[Records in a dataset]

[start]

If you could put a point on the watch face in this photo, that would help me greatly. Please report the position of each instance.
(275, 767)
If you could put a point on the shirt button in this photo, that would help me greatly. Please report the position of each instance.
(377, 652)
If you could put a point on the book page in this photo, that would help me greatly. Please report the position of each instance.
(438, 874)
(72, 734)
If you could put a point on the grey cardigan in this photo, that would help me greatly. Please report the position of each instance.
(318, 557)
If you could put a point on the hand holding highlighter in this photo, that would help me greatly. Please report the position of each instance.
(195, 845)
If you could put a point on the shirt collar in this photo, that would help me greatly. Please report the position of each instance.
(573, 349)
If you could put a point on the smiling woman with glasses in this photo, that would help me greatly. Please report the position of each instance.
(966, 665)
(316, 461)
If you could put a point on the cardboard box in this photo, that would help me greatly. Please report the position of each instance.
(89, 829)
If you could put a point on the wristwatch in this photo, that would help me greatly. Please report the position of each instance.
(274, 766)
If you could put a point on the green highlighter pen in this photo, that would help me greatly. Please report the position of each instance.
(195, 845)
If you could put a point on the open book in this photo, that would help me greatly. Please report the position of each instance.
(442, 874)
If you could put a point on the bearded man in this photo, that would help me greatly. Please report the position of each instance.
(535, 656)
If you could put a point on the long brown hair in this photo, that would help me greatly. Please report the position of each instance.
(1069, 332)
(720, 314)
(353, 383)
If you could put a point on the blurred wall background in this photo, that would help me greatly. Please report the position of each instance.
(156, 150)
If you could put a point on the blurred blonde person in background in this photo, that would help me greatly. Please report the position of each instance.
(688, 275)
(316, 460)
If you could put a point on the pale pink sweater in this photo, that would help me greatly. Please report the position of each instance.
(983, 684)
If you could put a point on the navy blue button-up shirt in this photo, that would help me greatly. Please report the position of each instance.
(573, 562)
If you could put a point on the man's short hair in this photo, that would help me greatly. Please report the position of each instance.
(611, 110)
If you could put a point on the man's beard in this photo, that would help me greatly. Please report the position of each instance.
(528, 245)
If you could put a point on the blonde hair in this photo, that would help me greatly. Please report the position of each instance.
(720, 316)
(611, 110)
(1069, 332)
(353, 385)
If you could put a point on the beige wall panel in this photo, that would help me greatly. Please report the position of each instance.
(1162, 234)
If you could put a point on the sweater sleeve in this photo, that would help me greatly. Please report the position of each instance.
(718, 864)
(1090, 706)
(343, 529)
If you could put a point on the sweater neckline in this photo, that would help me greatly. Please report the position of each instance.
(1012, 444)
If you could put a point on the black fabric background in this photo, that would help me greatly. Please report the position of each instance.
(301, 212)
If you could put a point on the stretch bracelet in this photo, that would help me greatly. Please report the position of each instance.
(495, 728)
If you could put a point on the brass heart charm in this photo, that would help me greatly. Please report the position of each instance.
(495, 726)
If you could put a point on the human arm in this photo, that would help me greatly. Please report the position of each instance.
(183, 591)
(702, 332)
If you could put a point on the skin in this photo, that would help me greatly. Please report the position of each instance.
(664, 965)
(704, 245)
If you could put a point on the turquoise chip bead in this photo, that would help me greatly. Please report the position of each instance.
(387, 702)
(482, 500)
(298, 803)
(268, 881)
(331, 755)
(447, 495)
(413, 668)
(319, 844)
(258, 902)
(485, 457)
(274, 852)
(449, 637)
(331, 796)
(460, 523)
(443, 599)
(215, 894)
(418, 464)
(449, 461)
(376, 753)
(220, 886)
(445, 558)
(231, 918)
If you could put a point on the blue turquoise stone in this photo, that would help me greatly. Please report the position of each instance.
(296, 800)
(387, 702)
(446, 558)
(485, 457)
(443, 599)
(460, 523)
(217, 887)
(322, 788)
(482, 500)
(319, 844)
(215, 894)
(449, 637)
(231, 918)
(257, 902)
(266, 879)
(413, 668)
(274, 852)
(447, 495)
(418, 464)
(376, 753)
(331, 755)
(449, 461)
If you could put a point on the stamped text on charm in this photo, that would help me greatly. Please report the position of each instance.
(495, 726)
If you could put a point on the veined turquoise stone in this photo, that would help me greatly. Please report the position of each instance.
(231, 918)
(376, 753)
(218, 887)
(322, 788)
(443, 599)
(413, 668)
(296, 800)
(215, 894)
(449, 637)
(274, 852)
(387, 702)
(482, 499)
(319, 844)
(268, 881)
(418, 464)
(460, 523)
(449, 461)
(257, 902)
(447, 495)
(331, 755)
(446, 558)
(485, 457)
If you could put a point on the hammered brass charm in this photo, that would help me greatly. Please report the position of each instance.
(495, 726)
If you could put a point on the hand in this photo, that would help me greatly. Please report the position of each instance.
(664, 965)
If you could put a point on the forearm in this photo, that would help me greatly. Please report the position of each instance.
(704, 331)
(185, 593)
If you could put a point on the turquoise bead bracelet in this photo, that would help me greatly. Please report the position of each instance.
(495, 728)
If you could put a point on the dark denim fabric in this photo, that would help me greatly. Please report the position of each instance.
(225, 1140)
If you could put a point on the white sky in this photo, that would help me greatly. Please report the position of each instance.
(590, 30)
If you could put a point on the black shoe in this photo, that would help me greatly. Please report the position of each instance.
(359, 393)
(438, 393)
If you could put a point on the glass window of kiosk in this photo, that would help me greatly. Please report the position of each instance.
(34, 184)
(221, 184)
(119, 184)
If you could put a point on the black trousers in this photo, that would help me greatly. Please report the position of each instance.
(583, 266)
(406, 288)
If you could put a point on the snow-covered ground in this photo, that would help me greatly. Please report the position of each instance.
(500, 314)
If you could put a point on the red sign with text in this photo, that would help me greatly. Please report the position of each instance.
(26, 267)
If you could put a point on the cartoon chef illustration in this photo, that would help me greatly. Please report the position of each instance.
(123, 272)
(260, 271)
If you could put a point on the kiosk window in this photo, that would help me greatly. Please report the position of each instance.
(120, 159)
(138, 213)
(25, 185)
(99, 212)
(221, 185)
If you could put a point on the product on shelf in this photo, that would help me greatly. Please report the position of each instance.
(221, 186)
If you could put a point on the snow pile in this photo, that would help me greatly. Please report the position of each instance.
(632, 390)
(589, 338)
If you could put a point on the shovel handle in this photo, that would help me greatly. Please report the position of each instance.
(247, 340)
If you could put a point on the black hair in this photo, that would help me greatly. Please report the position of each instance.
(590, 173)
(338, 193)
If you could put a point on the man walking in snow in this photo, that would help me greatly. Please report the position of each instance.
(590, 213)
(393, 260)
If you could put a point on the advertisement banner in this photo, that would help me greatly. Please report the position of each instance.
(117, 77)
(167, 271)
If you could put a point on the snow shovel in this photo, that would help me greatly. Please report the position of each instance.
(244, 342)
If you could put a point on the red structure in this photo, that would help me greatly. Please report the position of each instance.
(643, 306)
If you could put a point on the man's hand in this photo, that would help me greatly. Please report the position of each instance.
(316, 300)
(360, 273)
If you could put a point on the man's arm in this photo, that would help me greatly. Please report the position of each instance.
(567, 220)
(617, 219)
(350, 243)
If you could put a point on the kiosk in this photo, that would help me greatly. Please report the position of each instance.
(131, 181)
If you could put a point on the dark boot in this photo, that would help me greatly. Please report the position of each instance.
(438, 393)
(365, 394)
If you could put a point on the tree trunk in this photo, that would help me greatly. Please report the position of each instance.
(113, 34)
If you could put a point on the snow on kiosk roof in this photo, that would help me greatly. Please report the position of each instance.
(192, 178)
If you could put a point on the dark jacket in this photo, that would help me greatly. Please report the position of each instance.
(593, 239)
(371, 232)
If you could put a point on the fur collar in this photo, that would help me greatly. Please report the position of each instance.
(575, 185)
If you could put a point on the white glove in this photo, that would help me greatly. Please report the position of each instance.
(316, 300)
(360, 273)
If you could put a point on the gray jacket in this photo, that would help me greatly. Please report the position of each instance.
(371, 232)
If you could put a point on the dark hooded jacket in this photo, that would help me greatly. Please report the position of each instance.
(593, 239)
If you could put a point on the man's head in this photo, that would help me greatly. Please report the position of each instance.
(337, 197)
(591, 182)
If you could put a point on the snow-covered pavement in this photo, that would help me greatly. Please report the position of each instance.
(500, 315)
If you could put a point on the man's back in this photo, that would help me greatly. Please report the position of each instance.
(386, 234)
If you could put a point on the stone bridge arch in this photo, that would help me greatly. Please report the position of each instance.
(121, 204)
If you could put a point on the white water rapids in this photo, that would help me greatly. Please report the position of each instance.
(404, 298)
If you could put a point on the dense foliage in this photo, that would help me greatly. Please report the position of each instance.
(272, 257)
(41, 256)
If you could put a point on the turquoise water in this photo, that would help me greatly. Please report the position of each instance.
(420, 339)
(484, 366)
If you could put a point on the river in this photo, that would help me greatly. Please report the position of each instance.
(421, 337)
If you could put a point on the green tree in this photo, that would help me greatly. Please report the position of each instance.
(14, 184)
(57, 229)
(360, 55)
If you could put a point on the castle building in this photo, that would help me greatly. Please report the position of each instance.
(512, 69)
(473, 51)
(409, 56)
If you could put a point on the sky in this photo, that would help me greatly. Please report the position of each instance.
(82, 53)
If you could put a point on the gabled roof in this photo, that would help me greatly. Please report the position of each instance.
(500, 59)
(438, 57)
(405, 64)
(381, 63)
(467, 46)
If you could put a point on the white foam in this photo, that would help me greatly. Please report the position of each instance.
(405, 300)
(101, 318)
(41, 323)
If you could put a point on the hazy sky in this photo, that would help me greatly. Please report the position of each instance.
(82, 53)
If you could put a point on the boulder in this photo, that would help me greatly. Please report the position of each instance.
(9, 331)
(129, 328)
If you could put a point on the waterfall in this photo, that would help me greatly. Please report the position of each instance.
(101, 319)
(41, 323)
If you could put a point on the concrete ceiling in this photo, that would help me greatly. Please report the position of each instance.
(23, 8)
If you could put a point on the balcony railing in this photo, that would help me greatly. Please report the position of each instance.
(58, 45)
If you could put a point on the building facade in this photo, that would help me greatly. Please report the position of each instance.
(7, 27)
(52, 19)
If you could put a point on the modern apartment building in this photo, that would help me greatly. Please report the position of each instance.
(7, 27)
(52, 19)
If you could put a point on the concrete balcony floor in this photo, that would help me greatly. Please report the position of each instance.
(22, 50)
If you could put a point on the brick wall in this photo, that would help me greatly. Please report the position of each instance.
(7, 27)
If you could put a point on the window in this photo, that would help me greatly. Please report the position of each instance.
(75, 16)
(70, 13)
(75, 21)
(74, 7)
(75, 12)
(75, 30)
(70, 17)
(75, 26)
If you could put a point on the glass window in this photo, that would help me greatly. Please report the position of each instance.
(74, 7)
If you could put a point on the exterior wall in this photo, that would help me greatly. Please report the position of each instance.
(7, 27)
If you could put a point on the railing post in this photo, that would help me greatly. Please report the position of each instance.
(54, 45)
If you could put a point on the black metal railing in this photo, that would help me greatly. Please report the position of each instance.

[end]

* **To do**:
Reproduce only the stretch of the records that opens with the line containing "If you could put a point on the blurred blonde" and closes with the line containing "(1162, 234)", keeping every line, requests included. Shift every coordinate number in the answers by adding 18 to it.

* **Worked solution**:
If you could put a point on the blurred blonde person in background in this photo, that would help me greatly. Please report the position of each instance.
(706, 293)
(334, 478)
If you could put a point on the pale pink sweater in this photo, that would help me greatly. Please report the position of each instance.
(1001, 702)
If you could put a point on the navy blue button-up shirt in this photo, that would help me greatly. Please report the position of each instance.
(591, 580)
If you could put a point on the man's short hair in this photo, that would help me greatly. Please report the position of each instance.
(629, 128)
If you could put a point on the man's beard in this photo, that would help me greatly. Please report the position of each instance.
(546, 263)
If you could put a point on the blonde hair in this photo, that would help me greatly. Please report the position of each instance.
(738, 334)
(629, 128)
(1087, 350)
(371, 403)
If you could put a point on the beige wall panel in this photo, that would help me greatly. Please report the position of each instance.
(1180, 252)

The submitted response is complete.